_GIVEN TEXT_

In the new millennium a special role is played by medium-sized enterprises (SMEs) which open new development opportunities or business. In this situation, management is more than leading people. Indeed, it has many more components. Management is also routine administration, supervision, and knowledge of procedures, rules, and regulations; for instance, it requires negotiation techniques, cost control, and legal responsibilities. An important part of management is a knowledge and understanding of process and procedures, but a new definition should focus on the results to be achieved. Managerial success is measured by achievement, not by the process used to accomplish the results. Based on this results-oriented philosophy of management, the new definition of management focuses on outcome.

_Pointing and labeling data_
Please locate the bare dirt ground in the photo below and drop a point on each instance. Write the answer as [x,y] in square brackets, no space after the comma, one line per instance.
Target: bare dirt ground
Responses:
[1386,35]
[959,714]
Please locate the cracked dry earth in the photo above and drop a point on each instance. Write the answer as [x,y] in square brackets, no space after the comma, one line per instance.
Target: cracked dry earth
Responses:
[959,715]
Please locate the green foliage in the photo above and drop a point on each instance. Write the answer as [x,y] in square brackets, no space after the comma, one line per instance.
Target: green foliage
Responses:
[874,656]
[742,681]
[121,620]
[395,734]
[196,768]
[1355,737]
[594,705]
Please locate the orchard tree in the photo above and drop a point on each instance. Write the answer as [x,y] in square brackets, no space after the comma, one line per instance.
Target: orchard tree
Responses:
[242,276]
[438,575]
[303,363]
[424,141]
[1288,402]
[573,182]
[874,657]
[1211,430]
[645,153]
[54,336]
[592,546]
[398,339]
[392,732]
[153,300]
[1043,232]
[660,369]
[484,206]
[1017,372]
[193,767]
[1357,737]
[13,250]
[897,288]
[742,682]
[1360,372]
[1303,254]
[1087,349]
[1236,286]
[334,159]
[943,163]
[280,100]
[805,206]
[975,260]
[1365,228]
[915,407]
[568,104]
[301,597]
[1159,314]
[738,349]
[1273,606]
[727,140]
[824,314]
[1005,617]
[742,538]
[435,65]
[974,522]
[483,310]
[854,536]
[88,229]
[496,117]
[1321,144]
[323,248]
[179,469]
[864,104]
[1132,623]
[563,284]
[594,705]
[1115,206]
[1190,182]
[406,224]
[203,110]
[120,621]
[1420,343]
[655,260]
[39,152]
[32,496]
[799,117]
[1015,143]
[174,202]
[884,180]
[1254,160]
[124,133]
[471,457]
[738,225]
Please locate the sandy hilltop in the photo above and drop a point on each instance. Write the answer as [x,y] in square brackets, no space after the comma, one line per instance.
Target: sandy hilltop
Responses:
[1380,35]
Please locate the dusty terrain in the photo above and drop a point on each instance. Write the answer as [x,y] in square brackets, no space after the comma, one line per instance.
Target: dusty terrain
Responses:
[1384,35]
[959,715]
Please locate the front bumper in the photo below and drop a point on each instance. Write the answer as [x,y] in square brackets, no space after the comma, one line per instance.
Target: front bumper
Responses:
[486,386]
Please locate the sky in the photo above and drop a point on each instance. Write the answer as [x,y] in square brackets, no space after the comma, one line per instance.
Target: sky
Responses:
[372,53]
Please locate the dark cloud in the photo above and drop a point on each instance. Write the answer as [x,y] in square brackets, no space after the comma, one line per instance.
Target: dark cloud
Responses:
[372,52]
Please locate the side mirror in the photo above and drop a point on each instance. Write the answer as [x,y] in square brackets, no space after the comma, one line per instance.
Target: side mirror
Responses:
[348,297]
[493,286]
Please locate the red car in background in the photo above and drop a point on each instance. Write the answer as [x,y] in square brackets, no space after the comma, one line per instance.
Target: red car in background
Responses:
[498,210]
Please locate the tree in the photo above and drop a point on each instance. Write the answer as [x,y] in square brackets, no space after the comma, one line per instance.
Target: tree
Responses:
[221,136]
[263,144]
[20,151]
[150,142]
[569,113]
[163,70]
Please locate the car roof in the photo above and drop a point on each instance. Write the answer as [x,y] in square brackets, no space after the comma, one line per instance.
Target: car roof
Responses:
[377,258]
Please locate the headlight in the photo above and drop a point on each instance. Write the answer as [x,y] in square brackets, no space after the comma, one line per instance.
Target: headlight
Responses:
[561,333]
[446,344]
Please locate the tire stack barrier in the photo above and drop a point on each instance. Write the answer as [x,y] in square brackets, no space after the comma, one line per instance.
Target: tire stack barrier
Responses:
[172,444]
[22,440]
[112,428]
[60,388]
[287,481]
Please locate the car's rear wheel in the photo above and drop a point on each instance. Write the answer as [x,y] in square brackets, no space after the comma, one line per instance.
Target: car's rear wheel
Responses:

_JOBS_
#1 Please decide whether each statement agrees with the management text, answering yes or no and quoting the words that settle it: (a) Managerial success is judged by the process used to reach results. (b) Management requires cost control. (c) Management consists only of leading people.
#2 According to the management text, what does the new definition of management focus on?

_ANSWERS FOR THE EXERCISE_
#1
(a) No. "Managerial success is measured by achievement, not by the process used to accomplish the results."
(b) Yes. "it requires negotiation techniques, cost control, and legal responsibilities."
(c) No. "management is more than leading people."

#2 It focuses on outcome.